ACTIVITY. The lines below should be written out again in full, exactly as they are.

[Point localization data]
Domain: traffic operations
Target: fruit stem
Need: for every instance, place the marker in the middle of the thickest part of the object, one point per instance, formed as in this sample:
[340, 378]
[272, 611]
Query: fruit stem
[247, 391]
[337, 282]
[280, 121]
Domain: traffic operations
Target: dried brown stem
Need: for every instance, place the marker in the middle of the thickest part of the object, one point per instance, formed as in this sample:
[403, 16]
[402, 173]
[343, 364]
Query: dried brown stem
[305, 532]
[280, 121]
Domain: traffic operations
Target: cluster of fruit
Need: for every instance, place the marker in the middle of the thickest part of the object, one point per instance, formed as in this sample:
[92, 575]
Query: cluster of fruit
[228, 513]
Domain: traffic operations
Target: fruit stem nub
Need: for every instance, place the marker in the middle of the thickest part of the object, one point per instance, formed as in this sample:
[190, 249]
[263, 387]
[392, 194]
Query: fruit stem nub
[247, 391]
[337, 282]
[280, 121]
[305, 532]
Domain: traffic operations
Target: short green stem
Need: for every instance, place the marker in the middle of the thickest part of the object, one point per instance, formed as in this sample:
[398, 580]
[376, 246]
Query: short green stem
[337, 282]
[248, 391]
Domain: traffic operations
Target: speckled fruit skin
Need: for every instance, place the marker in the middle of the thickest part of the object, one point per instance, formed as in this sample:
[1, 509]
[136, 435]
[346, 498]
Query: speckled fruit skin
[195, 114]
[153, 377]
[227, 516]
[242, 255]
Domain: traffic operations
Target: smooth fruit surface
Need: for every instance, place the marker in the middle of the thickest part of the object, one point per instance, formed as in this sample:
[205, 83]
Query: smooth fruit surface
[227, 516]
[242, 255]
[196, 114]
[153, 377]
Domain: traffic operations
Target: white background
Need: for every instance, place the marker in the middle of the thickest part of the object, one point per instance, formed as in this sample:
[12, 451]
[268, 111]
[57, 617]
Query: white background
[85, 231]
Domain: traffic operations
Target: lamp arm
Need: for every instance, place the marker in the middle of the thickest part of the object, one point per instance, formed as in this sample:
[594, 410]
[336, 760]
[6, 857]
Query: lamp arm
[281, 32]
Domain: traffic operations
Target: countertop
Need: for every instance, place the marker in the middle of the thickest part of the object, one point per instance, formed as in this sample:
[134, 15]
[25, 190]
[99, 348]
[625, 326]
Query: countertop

TASK ANSWER.
Domain: traffic operations
Target: fruit stem
Need: for every instance, place the marker in the middle of the thickest part of the object, one point per instance, formed as in this sample:
[340, 378]
[272, 611]
Query: fruit stem
[247, 391]
[337, 282]
[280, 121]
Domain: traffic operations
Target: dried brown stem
Need: for every instance, place the marker in the middle of the thickest part of the object, one point per instance, formed as in this sample:
[403, 16]
[402, 173]
[343, 364]
Query: dried brown stem
[305, 532]
[280, 121]
Domain: traffic operations
Target: cluster of fruit
Need: for every instance, place the marker in the middle of the thickest part of the object, one point per instance, formed as in this sample:
[92, 575]
Query: cluster of fruit
[228, 513]
Domain: traffic operations
Target: fruit stem nub
Need: for every instance, place the marker in the middle of the thickest part of the object, one point per instance, formed as in this sample:
[190, 249]
[263, 387]
[392, 194]
Query: fruit stem nub
[247, 391]
[337, 282]
[280, 121]
[305, 532]
Domain: traffic operations
Target: short green stem
Need: for every instance, place the marker in the middle of the thickest part of the object, one point per instance, formed as in this sample:
[398, 580]
[376, 246]
Query: short green stem
[337, 282]
[248, 391]
Domain: traffic operations
Target: speckled fruit skin
Need: for every instance, place the marker in the middle of the thickest part of the object, one point per instance, formed as in this sample:
[1, 509]
[136, 435]
[346, 498]
Query: speckled fruit skin
[195, 114]
[153, 377]
[227, 516]
[242, 255]
Domain: traffic operations
Target: smooth fruit surface
Need: for every instance, place the marker in the middle of the thickest part of the object, one point per instance, formed as in this sample:
[205, 83]
Query: smooth fruit surface
[227, 516]
[242, 255]
[196, 114]
[153, 377]
Domain: traffic operations
Target: white background
Need: for every instance, place the marker in the middle of the thickest part of the object, one point per instance, formed as in this sample:
[12, 451]
[268, 111]
[57, 617]
Query: white background
[85, 231]
Domain: traffic operations
Target: lamp arm
Need: for every instance, place the marker in the middle of the thickest part of the object, one point per instance, formed as in this sample:
[594, 410]
[336, 760]
[6, 857]
Query: lamp arm
[281, 32]
Domain: traffic operations
Target: countertop
Need: for every instance, place the marker in the middle of the thickest part of the object, one point per instance, formed as in this sample:
[134, 15]
[25, 190]
[99, 348]
[625, 326]
Query: countertop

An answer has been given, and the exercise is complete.